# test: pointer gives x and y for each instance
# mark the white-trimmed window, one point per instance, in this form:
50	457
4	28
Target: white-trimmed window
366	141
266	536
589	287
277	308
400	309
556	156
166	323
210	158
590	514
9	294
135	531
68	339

Written instruction — Rewrite all the entries above, switching "white-trimmed" to "blue-trimmed" and keeping every other character as it is.

Answer to this problem —
# test: pointer gives x and y for each instance
# mark the blue-trimmed window, one point per instance, in this form:
50	457
4	28
Target: blue-trimmed window
366	141
266	536
589	287
277	308
400	309
556	156
166	323
210	158
590	514
9	294
135	531
68	339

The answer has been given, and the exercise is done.